§ 提示文:
仁「こんにちは、魔法工学師マギクラフト・マイスターの二堂仁です」

礼子「お父さまに作っていただいた自動人形(オートマタ)でアシスタントの礼子です」


仁「作者が実際に作ったあれやこれやを、俺の解説で紹介するっていう企画の第46弾です」

礼子「今回は寄木ブローチですか」

仁「うん。それに加えて、別作品『異世界シルクロード』でも出てきたシェラックも紹介する」

礼子「楽しみです」




挿絵(By みてみん)


仁「まずはイメージスケッチ」

礼子「ほんとにラフスケッチですね……」

仁「まあ、自分がわかればいいレベルだからな……」

礼子「丸いのがブローチで、細長いのは?」

仁「タイピンにするつもりらしい」これもブローチにしてもいいですが




挿絵(By みてみん)


仁「素材だ」要するに色とりどりの木です

礼子「こうしてみると、結構色が違いますね」

仁「だろう?」

礼子「ここから使いたい色の木をピックアップするんですね」

仁「そうそう」次の写真も参考にしてください

礼子「ハ◯ズなどで『木のはがき』として、厚さ5ミリのいろいろな木を扱っているのでそれを使うといいもかもです」実際何枚かはそれです




挿絵(By みてみん)


仁「色の比較だ」

礼子「かなりアップにしましたね」

仁「左からアガチス(白茶)、マホガニー(赤茶)、ウォールナット(焦茶)、カバザクラ(茶)、ソノケリン(黒茶)、キハダ(緑がかった茶)、パドゥク(赤)、カヤ(黄)だな」実物とは若干色が違います

礼子「参考になります」

仁「聞き慣れない木の名前については検索すればわかります」




挿絵(By みてみん)


仁「で、5ミリ角になるようカットした」

礼子「ブローチの厚みも目標値は5ミリですね」

仁「そうなるな」




挿絵(By みてみん)


仁「で、カットした部材だ」

礼子「木のはがきから4種、普段使っている端材から3種ですね」




挿絵(By みてみん)

§ 保存データ:

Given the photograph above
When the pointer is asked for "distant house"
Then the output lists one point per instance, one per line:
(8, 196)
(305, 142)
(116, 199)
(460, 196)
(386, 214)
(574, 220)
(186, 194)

§ 課題 1:
寄木ブローチの文章で、仁はパドゥクをどんな色の木として挙げていますか。
§ 課題 2:
寄木ブローチの文章を、最後の礼子の台詞の後から書き継いでください。

§ 解答 1:
赤です。

§ 解答 2:
仁「改めてグラデーションを見てみる」

礼子「左からマホガニー、アガチス、カバザクラ、パドゥク、カヤ、キハダ、ウォールナット、ソノケリンですね」



挿絵(By みてみん)


仁「まずは丸ブローチの部材を接着だ」

礼子「木工用の接着剤やエポキシ接着剤で接着します」

仁「色の並びはお好みで」今回はコントラストが高めになるよう並べました




挿絵(By みてみん)


仁「タイピンの方も準備だな」

礼子「出来上がりは幅10ミリ、長さ80ミリくらいですね」

仁「そうなるな。斜めに切った部材がその大きさより二回りくらい大きければ十分だ」

礼子「左からソノケリン、アガチス、キハダ、パドゥク、マホガニー、ウォールナット、マホガニー、パドゥク、キハダ、アガチス、ソノケリンですね」




挿絵(By みてみん)


仁「で、接着だ」

礼子「上の長い方は随分とガタガタしてますが」

仁「厚みは5ミリの材なので幅はいいんだが、カットした際にばらついたからな」あとで削るので気にしません

礼子「これも接着剤は木工用の接着剤やエポキシ接着剤ですね?」

仁「エポキシの方がかっちり固まるかもな」作者は5分硬化型のエポキシです




挿絵(By みてみん)


仁「で、端面が直線になるよう削っていく」これはベルトサンダー

礼子「紙やすりを平らな台の上に置いて削るのもいいです」




挿絵(By みてみん)


仁「でも一番手っ取り早いのは、大まかにノコギリで切ってから削ることだった」全部ヤスリで削ろうとすると労力が半端ない

礼子「大まかに切ってから所定の大きさまで削れば楽なんですね」

仁「そうだった」




挿絵(By みてみん)


仁「で、削り終わってこれだ」

礼子「10ミリより細いですね?」

仁「それは次で説明する」




挿絵(By みてみん)


仁「削っていてわかったんだが、意外と弱い」というか曲がる

礼子「それで側面を補強するわけですか」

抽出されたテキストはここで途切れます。